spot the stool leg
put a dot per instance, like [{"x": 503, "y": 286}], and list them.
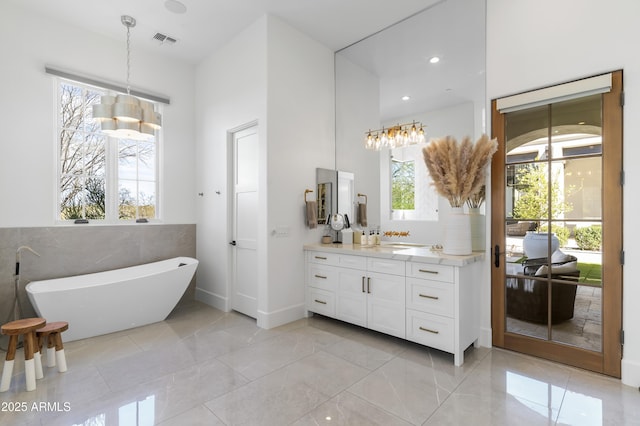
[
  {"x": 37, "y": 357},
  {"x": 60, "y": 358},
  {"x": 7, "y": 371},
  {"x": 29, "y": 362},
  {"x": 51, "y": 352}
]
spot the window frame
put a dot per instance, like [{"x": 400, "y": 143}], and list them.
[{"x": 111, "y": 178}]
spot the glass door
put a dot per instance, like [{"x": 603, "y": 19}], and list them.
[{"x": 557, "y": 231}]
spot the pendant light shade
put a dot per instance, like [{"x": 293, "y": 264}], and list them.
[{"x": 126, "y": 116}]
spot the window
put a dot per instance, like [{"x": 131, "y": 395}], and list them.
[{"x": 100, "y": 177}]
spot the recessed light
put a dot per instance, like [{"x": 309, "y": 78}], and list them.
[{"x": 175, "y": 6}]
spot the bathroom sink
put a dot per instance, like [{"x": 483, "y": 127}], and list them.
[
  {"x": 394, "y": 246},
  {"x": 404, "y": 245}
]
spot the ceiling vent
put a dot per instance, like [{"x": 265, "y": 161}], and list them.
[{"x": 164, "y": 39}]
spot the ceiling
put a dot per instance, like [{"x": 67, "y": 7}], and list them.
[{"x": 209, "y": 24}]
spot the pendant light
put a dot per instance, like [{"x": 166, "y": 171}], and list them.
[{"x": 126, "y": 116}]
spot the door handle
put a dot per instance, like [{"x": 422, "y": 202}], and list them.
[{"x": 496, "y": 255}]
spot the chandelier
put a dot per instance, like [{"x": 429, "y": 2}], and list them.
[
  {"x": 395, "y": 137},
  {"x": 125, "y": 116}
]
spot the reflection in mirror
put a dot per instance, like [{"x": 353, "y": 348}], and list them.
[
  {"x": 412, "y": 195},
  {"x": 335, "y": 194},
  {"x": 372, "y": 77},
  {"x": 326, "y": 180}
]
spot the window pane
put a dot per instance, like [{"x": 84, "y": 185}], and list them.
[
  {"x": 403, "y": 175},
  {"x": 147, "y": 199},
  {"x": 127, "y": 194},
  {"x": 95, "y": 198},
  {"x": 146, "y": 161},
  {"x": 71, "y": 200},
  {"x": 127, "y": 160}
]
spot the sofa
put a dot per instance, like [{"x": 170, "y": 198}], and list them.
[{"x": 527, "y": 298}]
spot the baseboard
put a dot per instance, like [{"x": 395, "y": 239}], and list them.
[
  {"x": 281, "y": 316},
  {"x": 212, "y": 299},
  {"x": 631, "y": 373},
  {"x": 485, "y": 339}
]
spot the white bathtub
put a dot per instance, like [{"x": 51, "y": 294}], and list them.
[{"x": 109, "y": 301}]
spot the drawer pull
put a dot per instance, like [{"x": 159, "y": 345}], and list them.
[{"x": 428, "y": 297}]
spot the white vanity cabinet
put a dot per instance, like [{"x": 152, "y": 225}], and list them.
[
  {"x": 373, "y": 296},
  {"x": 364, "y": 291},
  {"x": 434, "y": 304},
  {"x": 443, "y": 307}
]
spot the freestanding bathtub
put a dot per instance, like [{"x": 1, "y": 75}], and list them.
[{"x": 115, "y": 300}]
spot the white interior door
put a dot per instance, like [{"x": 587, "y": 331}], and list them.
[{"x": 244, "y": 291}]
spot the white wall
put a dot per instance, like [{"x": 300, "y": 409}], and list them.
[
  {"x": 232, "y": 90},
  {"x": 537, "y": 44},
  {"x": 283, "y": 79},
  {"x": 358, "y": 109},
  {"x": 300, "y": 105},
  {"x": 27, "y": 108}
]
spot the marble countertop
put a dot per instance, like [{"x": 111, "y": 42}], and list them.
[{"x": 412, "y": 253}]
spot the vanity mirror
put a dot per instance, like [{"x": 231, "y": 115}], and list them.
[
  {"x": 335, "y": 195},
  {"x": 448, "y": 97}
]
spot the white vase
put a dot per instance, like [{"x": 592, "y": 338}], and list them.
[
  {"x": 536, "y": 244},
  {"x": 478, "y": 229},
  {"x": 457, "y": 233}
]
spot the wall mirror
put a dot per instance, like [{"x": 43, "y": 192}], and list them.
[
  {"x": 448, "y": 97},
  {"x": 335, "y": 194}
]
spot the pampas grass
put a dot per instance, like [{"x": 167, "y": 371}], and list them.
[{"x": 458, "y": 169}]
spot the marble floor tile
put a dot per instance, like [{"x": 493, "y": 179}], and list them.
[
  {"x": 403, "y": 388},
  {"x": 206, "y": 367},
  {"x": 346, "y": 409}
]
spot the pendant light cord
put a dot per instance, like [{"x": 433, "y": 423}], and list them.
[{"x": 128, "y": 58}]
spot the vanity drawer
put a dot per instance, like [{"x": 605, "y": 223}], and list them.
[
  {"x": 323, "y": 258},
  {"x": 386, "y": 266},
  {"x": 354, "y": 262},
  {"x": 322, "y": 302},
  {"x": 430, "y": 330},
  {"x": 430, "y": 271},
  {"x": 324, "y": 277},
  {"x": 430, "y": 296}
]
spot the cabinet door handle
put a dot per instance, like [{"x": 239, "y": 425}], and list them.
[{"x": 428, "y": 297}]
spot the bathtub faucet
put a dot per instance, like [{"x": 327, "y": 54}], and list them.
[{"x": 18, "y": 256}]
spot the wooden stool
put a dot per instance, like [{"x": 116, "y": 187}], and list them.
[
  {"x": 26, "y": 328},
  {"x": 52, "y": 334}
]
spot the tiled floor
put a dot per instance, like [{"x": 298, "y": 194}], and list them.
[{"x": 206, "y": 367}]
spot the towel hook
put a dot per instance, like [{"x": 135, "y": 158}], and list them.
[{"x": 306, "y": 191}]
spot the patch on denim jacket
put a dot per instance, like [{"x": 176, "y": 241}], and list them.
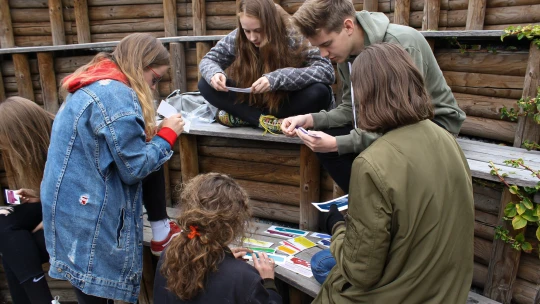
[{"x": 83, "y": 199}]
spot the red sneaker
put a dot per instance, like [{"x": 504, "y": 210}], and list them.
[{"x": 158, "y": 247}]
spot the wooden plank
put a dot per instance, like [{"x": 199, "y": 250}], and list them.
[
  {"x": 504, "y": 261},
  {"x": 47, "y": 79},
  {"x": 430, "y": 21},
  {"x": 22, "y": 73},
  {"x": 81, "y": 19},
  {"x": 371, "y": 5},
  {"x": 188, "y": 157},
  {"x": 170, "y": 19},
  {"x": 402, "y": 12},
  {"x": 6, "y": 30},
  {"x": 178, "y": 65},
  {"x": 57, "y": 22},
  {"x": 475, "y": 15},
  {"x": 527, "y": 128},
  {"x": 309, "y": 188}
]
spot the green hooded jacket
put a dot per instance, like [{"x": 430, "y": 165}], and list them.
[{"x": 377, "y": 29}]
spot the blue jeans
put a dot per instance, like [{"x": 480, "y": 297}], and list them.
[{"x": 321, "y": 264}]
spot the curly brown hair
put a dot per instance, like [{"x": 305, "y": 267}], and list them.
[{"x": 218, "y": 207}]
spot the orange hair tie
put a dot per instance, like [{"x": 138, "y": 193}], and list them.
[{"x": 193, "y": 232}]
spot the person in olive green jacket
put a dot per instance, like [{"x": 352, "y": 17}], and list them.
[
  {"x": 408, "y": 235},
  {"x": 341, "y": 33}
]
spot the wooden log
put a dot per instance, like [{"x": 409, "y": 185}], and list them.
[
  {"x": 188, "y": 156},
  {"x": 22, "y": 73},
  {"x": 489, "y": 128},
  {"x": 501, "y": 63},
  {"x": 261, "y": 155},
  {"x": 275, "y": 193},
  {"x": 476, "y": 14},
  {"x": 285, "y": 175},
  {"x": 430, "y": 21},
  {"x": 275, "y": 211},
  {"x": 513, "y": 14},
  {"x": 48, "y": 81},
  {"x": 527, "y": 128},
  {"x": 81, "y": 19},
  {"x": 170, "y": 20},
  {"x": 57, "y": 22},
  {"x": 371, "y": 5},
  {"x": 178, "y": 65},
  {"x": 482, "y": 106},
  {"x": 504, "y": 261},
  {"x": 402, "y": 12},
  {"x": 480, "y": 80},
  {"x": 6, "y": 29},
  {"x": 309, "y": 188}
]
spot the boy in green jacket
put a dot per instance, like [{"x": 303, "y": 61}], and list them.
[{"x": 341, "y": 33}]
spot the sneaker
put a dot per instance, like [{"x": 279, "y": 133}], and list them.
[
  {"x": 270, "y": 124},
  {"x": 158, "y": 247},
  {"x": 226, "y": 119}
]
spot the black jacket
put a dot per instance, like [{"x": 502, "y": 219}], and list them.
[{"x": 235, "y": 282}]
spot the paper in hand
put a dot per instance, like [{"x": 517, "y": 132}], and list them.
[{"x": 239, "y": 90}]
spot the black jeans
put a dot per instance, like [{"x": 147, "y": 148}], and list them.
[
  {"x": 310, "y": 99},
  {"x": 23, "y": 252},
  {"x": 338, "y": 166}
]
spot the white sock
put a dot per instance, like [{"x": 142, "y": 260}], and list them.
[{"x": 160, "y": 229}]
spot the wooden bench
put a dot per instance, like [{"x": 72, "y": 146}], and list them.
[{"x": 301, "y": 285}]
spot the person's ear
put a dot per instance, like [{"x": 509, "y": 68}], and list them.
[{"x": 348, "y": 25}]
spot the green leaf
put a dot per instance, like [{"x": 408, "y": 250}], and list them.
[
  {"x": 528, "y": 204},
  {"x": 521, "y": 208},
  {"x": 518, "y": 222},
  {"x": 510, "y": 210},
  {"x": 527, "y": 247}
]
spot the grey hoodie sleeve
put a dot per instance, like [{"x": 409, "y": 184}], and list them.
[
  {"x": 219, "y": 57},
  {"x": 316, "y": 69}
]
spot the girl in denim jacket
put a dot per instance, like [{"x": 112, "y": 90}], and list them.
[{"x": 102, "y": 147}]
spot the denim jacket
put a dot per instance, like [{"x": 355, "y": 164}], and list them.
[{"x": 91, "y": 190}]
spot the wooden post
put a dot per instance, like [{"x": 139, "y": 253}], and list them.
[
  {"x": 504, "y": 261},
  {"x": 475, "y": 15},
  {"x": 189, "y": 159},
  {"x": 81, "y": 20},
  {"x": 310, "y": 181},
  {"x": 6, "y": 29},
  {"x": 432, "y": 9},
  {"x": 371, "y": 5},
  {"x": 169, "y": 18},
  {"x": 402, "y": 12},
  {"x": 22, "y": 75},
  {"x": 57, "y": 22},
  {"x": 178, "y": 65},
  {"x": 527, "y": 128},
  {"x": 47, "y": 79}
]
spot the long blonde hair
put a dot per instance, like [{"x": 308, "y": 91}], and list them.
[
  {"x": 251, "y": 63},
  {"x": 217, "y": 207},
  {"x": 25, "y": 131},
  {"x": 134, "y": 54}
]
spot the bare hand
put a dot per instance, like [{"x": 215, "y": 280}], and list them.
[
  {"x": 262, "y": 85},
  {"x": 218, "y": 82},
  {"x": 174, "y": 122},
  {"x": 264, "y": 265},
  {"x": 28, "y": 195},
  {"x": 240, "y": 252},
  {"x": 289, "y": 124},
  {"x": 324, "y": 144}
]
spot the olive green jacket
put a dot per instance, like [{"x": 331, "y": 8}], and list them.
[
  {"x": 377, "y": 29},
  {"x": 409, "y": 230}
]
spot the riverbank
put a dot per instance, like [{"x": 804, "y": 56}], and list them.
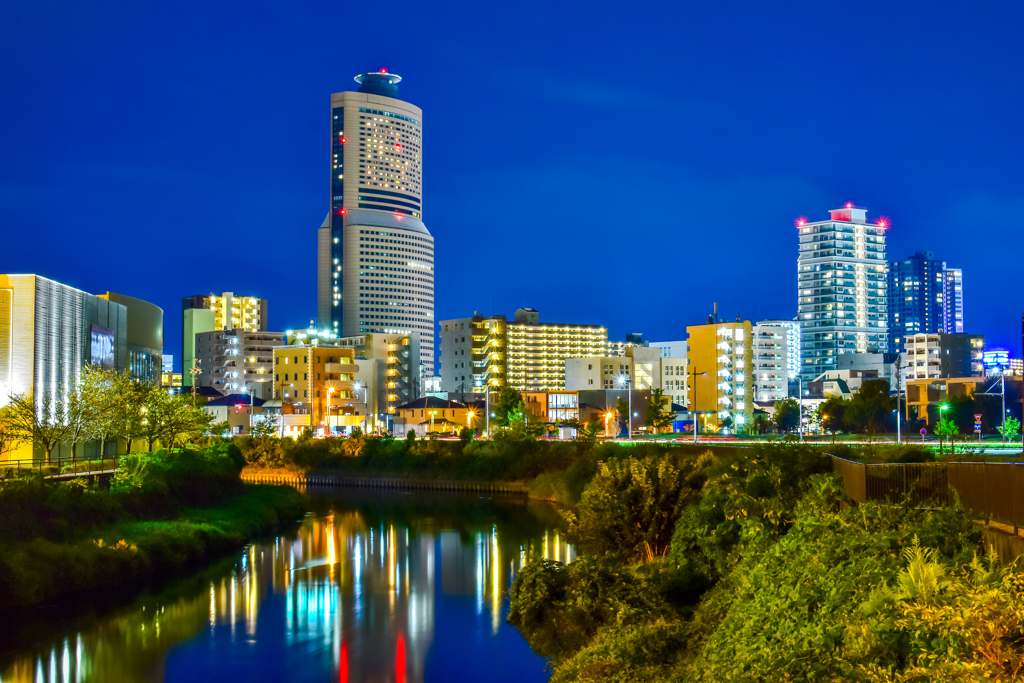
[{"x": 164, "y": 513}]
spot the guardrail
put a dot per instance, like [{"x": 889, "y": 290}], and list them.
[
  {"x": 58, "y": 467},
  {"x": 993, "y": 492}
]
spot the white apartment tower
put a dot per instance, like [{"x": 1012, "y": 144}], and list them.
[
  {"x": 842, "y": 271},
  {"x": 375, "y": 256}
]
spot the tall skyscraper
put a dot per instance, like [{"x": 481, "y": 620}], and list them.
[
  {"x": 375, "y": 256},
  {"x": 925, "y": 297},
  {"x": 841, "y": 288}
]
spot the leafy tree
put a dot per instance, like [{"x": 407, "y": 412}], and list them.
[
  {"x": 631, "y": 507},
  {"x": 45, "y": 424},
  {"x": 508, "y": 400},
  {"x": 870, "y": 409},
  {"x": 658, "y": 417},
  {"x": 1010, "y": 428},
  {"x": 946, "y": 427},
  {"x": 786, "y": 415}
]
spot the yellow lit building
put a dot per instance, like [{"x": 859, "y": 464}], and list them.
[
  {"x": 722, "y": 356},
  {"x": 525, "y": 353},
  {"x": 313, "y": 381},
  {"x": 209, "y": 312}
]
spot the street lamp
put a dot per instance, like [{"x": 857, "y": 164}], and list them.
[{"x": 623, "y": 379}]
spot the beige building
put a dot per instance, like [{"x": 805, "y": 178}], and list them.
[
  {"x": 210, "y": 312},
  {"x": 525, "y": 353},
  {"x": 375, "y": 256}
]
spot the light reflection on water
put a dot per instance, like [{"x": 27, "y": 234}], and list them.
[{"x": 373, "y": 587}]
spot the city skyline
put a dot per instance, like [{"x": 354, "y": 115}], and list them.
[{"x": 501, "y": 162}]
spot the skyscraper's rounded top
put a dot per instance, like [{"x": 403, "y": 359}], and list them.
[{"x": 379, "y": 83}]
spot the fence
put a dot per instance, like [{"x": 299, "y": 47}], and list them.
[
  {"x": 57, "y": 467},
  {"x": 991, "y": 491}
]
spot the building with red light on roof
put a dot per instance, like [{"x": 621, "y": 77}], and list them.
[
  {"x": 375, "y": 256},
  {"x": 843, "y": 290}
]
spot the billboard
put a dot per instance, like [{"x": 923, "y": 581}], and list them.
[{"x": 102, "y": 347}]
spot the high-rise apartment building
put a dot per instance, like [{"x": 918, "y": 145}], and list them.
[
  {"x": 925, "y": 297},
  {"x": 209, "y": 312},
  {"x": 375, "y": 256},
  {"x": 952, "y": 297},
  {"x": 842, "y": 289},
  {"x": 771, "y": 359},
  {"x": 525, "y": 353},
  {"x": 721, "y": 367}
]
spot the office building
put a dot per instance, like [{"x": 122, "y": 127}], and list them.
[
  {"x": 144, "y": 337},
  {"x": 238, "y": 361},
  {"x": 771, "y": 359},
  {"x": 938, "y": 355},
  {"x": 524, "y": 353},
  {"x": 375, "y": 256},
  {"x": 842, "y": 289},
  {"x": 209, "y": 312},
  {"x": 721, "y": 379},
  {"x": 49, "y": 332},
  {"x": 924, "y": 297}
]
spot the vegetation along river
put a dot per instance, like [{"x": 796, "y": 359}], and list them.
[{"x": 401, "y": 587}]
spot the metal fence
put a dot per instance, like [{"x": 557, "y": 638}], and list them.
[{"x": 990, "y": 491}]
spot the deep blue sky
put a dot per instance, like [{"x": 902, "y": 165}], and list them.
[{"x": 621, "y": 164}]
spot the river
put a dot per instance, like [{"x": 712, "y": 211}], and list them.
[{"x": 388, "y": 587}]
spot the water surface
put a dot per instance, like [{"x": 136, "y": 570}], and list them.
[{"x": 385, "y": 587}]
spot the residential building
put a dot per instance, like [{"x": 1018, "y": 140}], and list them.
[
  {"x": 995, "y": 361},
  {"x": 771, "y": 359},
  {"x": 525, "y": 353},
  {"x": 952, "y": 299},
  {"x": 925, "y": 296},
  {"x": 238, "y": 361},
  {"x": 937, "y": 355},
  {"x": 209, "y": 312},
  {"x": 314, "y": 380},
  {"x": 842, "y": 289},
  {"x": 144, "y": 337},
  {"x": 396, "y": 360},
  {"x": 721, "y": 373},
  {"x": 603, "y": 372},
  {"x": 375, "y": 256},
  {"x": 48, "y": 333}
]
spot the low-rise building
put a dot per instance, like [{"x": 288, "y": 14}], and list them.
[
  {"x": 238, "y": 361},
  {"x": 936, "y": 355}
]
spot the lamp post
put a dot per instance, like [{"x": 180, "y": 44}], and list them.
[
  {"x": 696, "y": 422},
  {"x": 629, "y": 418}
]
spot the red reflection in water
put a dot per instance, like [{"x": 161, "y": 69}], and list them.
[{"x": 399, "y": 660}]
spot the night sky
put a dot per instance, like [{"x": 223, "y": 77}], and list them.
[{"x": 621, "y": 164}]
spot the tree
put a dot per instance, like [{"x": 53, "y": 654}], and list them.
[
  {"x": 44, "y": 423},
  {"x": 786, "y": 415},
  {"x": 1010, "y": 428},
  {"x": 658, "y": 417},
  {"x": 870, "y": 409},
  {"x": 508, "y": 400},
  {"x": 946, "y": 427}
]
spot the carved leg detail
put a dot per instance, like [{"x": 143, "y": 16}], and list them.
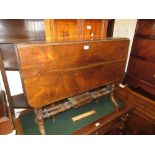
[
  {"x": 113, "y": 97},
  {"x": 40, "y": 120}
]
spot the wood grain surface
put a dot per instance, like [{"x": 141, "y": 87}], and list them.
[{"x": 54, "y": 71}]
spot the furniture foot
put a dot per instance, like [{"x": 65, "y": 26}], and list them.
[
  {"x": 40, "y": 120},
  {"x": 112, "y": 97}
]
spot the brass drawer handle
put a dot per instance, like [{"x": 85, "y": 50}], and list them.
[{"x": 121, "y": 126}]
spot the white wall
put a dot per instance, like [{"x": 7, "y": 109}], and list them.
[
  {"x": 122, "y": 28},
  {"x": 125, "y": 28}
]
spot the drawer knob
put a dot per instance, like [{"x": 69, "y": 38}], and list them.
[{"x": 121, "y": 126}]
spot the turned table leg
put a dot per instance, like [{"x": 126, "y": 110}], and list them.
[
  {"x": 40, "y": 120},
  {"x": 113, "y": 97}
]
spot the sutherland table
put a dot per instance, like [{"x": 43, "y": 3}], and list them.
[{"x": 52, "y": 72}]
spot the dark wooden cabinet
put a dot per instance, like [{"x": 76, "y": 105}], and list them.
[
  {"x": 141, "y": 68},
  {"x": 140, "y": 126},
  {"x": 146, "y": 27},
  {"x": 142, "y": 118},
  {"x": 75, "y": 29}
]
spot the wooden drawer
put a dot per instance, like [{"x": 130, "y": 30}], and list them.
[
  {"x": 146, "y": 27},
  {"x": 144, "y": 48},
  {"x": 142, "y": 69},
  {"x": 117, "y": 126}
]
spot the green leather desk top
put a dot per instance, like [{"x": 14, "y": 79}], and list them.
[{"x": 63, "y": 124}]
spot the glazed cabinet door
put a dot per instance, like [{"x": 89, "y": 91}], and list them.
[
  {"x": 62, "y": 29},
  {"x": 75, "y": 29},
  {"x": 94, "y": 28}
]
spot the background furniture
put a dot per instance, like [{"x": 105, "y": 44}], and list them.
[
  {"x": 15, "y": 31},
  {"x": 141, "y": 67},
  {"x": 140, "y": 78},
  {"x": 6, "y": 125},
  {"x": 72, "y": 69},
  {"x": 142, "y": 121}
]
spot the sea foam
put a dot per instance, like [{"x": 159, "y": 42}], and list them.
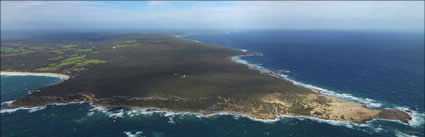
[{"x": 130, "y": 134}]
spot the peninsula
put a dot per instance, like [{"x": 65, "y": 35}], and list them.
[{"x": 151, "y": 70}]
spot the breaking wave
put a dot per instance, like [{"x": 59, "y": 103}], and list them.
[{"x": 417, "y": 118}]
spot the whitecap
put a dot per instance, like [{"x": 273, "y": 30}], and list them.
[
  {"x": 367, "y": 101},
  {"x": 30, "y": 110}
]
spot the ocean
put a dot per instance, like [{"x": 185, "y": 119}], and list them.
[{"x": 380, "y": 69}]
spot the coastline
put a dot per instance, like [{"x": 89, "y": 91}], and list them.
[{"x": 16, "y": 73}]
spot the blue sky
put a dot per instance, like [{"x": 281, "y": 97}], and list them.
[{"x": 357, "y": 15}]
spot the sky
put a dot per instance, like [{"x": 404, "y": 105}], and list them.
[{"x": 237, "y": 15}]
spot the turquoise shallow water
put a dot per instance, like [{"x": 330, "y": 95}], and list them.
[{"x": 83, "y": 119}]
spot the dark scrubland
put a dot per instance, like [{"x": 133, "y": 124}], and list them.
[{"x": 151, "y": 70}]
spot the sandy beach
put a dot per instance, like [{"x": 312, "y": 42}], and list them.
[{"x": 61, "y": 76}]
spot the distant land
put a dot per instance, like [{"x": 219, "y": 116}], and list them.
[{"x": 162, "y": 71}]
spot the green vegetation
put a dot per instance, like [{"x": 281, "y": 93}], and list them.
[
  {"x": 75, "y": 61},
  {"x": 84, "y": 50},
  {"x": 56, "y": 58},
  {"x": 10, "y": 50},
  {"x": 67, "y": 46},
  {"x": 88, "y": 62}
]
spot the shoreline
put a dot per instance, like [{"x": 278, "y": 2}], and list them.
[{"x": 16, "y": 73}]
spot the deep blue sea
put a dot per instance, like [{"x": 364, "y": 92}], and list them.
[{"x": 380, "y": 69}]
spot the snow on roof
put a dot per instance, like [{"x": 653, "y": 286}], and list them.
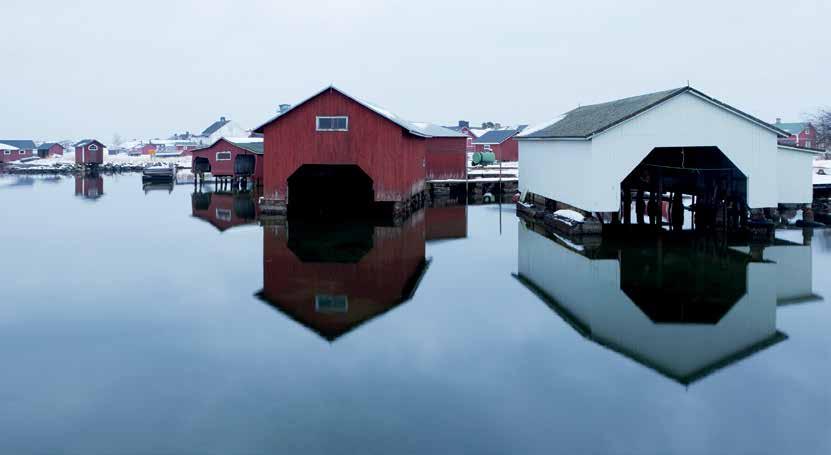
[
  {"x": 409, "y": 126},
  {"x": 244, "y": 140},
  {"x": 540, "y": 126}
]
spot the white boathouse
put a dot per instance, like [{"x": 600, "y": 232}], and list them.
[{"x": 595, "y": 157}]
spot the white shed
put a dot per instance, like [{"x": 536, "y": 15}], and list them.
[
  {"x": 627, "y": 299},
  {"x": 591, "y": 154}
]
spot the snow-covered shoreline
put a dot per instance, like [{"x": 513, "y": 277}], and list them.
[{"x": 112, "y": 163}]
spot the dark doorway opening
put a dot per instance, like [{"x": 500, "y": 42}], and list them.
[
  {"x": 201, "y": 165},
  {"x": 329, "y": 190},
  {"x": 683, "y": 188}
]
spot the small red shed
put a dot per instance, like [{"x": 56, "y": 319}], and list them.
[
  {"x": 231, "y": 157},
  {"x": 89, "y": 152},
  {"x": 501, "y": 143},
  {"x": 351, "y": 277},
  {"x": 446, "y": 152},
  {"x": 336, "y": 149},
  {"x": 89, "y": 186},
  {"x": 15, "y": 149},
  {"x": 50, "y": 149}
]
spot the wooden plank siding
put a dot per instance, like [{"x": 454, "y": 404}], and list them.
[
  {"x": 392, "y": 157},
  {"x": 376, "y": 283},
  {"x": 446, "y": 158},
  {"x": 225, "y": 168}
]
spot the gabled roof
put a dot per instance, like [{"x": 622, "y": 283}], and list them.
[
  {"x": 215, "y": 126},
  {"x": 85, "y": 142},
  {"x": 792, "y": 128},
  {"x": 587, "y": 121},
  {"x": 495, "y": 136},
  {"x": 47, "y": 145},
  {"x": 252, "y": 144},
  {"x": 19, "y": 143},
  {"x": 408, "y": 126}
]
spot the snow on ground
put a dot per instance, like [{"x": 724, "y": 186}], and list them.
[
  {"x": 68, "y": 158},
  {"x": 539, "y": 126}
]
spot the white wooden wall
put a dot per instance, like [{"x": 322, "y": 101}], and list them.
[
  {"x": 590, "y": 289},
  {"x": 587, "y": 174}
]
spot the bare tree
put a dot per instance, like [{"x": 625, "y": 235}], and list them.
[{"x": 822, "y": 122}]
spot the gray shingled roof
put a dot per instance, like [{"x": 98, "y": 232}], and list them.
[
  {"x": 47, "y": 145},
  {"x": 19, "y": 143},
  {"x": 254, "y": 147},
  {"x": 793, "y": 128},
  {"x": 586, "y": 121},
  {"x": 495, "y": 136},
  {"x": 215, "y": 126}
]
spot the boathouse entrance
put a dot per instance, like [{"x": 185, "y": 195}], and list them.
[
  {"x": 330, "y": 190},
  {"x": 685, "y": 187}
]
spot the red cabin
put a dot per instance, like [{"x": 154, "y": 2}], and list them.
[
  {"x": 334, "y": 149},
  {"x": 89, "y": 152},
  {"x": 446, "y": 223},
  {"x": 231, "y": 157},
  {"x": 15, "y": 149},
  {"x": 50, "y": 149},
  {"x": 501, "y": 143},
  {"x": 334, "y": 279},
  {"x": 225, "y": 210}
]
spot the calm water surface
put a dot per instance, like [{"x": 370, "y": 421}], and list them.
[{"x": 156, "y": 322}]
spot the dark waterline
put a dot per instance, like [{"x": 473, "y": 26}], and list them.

- **YOUR INSTRUCTIONS**
Whenever "denim" shows up in a line of the listing, copy that whole line.

- **SOLUTION BELOW**
spot the patch on denim jacket
spot the girl in denim jacket
spot the denim jacket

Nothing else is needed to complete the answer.